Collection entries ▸
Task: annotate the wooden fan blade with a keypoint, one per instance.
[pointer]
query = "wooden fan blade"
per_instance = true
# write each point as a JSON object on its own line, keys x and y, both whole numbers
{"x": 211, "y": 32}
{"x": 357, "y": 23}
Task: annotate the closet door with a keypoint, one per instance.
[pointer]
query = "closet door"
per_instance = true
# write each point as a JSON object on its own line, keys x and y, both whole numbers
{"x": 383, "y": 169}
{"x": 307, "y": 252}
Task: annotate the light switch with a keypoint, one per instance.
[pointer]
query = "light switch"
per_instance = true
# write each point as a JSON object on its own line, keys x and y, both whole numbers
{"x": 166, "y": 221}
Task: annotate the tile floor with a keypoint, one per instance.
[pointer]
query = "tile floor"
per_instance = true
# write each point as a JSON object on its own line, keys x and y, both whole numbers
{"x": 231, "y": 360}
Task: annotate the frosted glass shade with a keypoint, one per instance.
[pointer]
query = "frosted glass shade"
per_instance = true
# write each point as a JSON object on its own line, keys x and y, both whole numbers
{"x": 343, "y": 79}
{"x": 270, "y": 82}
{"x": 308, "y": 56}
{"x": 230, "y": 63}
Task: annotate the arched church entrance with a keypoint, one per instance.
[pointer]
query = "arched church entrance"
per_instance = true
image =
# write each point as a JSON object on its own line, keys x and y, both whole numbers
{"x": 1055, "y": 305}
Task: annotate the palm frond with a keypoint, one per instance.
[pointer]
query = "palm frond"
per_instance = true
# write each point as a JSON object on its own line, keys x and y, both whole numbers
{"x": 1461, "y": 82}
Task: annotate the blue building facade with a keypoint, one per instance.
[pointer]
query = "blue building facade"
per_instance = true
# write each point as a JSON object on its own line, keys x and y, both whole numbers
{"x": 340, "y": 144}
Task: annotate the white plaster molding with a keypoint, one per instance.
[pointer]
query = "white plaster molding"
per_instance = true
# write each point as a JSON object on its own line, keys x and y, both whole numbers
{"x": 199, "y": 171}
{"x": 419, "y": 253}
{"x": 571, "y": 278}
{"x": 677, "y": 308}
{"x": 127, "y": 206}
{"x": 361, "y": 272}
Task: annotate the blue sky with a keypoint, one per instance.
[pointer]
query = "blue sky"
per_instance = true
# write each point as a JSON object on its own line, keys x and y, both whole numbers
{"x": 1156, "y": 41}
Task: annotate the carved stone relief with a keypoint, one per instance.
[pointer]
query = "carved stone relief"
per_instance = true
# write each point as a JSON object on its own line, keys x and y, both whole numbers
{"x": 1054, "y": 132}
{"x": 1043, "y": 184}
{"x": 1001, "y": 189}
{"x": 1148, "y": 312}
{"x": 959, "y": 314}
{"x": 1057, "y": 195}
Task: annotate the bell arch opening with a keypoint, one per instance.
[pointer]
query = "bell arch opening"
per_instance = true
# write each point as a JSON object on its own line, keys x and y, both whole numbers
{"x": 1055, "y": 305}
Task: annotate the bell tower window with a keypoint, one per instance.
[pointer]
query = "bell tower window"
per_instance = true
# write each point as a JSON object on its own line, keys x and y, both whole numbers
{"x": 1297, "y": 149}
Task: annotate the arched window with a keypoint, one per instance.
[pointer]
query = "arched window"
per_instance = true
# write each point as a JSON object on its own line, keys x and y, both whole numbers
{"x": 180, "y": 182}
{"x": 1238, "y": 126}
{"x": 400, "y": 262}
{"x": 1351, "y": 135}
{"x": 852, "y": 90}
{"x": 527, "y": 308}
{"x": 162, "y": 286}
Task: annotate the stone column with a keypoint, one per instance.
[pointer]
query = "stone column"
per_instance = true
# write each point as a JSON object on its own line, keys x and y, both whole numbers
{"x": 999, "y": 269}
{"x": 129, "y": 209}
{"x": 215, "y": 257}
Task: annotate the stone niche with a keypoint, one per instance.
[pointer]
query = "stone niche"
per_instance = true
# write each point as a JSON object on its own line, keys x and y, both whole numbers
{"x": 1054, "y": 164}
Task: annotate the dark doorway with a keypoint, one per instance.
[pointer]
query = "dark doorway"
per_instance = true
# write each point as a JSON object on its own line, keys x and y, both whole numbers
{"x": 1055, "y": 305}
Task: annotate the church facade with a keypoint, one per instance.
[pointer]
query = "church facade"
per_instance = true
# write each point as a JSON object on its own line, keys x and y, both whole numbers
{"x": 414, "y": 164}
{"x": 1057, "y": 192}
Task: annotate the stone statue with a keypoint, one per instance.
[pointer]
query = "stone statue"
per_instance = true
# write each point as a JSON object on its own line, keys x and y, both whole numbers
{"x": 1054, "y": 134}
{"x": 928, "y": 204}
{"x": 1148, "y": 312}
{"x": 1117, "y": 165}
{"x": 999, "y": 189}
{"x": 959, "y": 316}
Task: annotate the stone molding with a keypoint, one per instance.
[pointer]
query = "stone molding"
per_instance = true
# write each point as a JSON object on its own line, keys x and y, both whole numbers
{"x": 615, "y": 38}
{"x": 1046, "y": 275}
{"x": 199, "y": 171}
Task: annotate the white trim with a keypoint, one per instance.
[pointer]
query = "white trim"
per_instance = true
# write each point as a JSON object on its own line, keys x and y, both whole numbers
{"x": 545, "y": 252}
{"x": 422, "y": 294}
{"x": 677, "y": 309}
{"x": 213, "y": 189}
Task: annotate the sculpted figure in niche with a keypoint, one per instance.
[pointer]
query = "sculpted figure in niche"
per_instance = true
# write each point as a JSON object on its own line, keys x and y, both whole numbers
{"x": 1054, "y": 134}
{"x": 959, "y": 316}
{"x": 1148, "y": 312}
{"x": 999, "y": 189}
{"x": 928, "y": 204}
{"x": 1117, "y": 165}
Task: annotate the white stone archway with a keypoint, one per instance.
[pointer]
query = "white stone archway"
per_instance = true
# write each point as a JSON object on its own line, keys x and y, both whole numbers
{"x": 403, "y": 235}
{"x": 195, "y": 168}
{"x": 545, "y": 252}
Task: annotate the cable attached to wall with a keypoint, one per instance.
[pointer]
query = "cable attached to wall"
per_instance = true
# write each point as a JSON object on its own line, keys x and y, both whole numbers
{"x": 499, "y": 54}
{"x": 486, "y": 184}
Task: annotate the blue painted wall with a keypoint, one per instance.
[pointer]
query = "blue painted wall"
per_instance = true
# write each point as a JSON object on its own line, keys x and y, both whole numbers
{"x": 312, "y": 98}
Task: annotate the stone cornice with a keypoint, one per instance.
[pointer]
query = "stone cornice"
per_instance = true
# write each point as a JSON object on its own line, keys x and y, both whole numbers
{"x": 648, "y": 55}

Exercise brief ▸ Retype all the records, matching them exactly.

Answer to the problem ▸
Task: annotate the wooden fan blade with a keypoint, one per instance.
[pointer]
query = "wooden fan blade"
per_instance = true
# write each point as a JSON object on its own line, keys x and y, both whole numbers
{"x": 211, "y": 32}
{"x": 357, "y": 23}
Task: annotate the closet door with a keypoint, one per instance.
[pointer]
query = "closet door"
per_instance = true
# write each point as a JSON object on its own line, keys x and y, both whole numbers
{"x": 383, "y": 169}
{"x": 307, "y": 252}
Task: annotate the light switch with a keypoint, one per instance.
[pointer]
query = "light switch"
per_instance = true
# write each point as a JSON object on its own line, keys x and y, both whole numbers
{"x": 166, "y": 221}
Task: annotate the tile floor with a keypoint, one per instance.
[pointer]
query = "tile floor"
per_instance = true
# write each point as a JSON object on its own line, keys x and y, both whole numbers
{"x": 231, "y": 360}
Task: annotate the frosted glass shade with a keypoint, one per instance.
[pointer]
query = "frosted glass shade"
per_instance = true
# write each point as a JSON object on its own line, keys x and y, both whole numbers
{"x": 343, "y": 79}
{"x": 270, "y": 82}
{"x": 308, "y": 56}
{"x": 230, "y": 63}
Task: annotate the arched church entrance with a keypoint, one per instance.
[pointer]
query = "arched church entrance"
per_instance = true
image =
# write each point as a JSON object on its own line, keys x and y, both whole numbers
{"x": 1055, "y": 305}
Task: annotate the palm frond with a keypoint, one per instance.
[pointer]
query = "palm frond"
per_instance = true
# write each point as a JSON object on its own line, keys x and y, both whole numbers
{"x": 1461, "y": 82}
Task: annotate the blue building facade with a keypoint, one per instance.
[pointer]
query = "blue building facade"
per_instance = true
# write each point as a JSON object on its own line, keys x and y, both whole numbers
{"x": 340, "y": 144}
Task: annotate the white plaster molding with a keypoint, one per instance.
[pointer]
query = "white plaster molding"
per_instance = true
# write each point as a JSON object on its own line, keys x and y, both whole numbers
{"x": 199, "y": 171}
{"x": 419, "y": 253}
{"x": 571, "y": 278}
{"x": 677, "y": 308}
{"x": 127, "y": 206}
{"x": 361, "y": 272}
Task: annotate the blue sky with a keypoint, one per instance.
[pointer]
query = "blue sky"
per_instance = true
# write each point as a JSON object on its own line, keys x and y, both whole numbers
{"x": 1156, "y": 41}
Task: annotate the carved stone relief with a keypoint, one per instance.
[pointer]
query = "carved stone relief"
per_instance = true
# write each point as a JSON object on its own line, keys x and y, both whole numbers
{"x": 1054, "y": 132}
{"x": 1043, "y": 184}
{"x": 1001, "y": 189}
{"x": 1148, "y": 312}
{"x": 959, "y": 314}
{"x": 1057, "y": 195}
Task: annotate the bell arch opening with a keypoint, one per instance.
[pointer]
query = "bell arch opening"
per_instance = true
# write each point as a JSON object on its own line, keys x and y, both whole numbers
{"x": 1055, "y": 305}
Task: annotate the bell tower window with a keypoint, one per instance.
[pointer]
query = "bell tower window"
per_instance = true
# write each point as a JSON object on its own line, keys x and y, both whole numbers
{"x": 1297, "y": 149}
Task: annotate the arched window with a keypoint, one per instance.
[pointer]
query = "arched window"
per_instance = true
# write each point as a JSON object on its own line, keys x and y, both whole numbers
{"x": 180, "y": 182}
{"x": 1238, "y": 126}
{"x": 400, "y": 262}
{"x": 1351, "y": 135}
{"x": 852, "y": 90}
{"x": 527, "y": 308}
{"x": 162, "y": 286}
Task: annotate the stone column with a keypoint, one per instance.
[pointer]
query = "stone column"
per_instance = true
# write each point as a JSON object on its own line, keys x and y, both whole numbers
{"x": 999, "y": 269}
{"x": 129, "y": 209}
{"x": 215, "y": 257}
Task: annotate the stone niche with a keypoint, one per instance.
[pointer]
query = "stone niche"
per_instance = true
# write each point as a JSON object on its own line, keys x and y, both whole numbers
{"x": 1054, "y": 164}
Task: annotate the dark doorway with a keypoint, one per instance.
[pointer]
query = "dark doorway"
per_instance = true
# write each point as a JSON object on its own line, keys x and y, both whole numbers
{"x": 1055, "y": 305}
Task: annotate the church facade with a keypoint, one per instance.
[pointer]
query = "church facade"
per_instance = true
# write each point as a JSON object on its own line, keys x and y, both whole numbers
{"x": 414, "y": 164}
{"x": 1057, "y": 192}
Task: annotate the stone statue with a keypoint, one per instance.
[pointer]
query = "stone statue"
per_instance = true
# write each point as a JSON object on its own line, keys x and y, both whole numbers
{"x": 1054, "y": 134}
{"x": 928, "y": 204}
{"x": 1148, "y": 312}
{"x": 1117, "y": 165}
{"x": 999, "y": 189}
{"x": 959, "y": 316}
Task: annotate the stone molding with a keypoint, one per instance.
[pointer]
query = "stone molding"
per_instance = true
# write each point as a JSON object on its own line, keys x and y, both whole numbers
{"x": 615, "y": 38}
{"x": 1046, "y": 275}
{"x": 199, "y": 171}
Task: annotate the white trim with a keypoint, one per instance.
[pointer]
query = "white trim"
per_instance = true
# write each point as a JSON object on its own line, keys x and y, both whole numbers
{"x": 545, "y": 252}
{"x": 422, "y": 294}
{"x": 677, "y": 309}
{"x": 213, "y": 189}
Task: annotate the sculpted figure in niche with a keypoint, one per instance.
[pointer]
query = "sculpted figure in niche"
per_instance = true
# write each point as a JSON object on its own line, keys x and y, both whole numbers
{"x": 1054, "y": 134}
{"x": 959, "y": 316}
{"x": 1148, "y": 312}
{"x": 999, "y": 189}
{"x": 928, "y": 204}
{"x": 1117, "y": 165}
Task: annotate the white stone archway with a keypoint, one per instance.
[pointer]
query = "white stone archway"
per_instance = true
# write each point as a JSON object on its own line, keys x and y, both whole numbers
{"x": 403, "y": 235}
{"x": 195, "y": 168}
{"x": 545, "y": 252}
Task: annotate the cable attached to wall with a keypoint, one per instance.
[pointer]
query = "cable attached to wall"
per_instance = true
# write each point as a JSON object on its own line, keys x and y, both whole numbers
{"x": 499, "y": 54}
{"x": 486, "y": 184}
Task: annotate the blue painted wall with a keypoint, one per instance.
[pointer]
query = "blue painted wall"
per_instance = true
# write each point as a JSON object on its own line, keys x and y, both whole numbers
{"x": 312, "y": 98}
Task: annotate the stone cornice with a keypoint, one per instance.
[pointer]
query = "stone cornice"
per_instance = true
# write each point as a JSON object on its own line, keys x and y, both whole numbers
{"x": 648, "y": 55}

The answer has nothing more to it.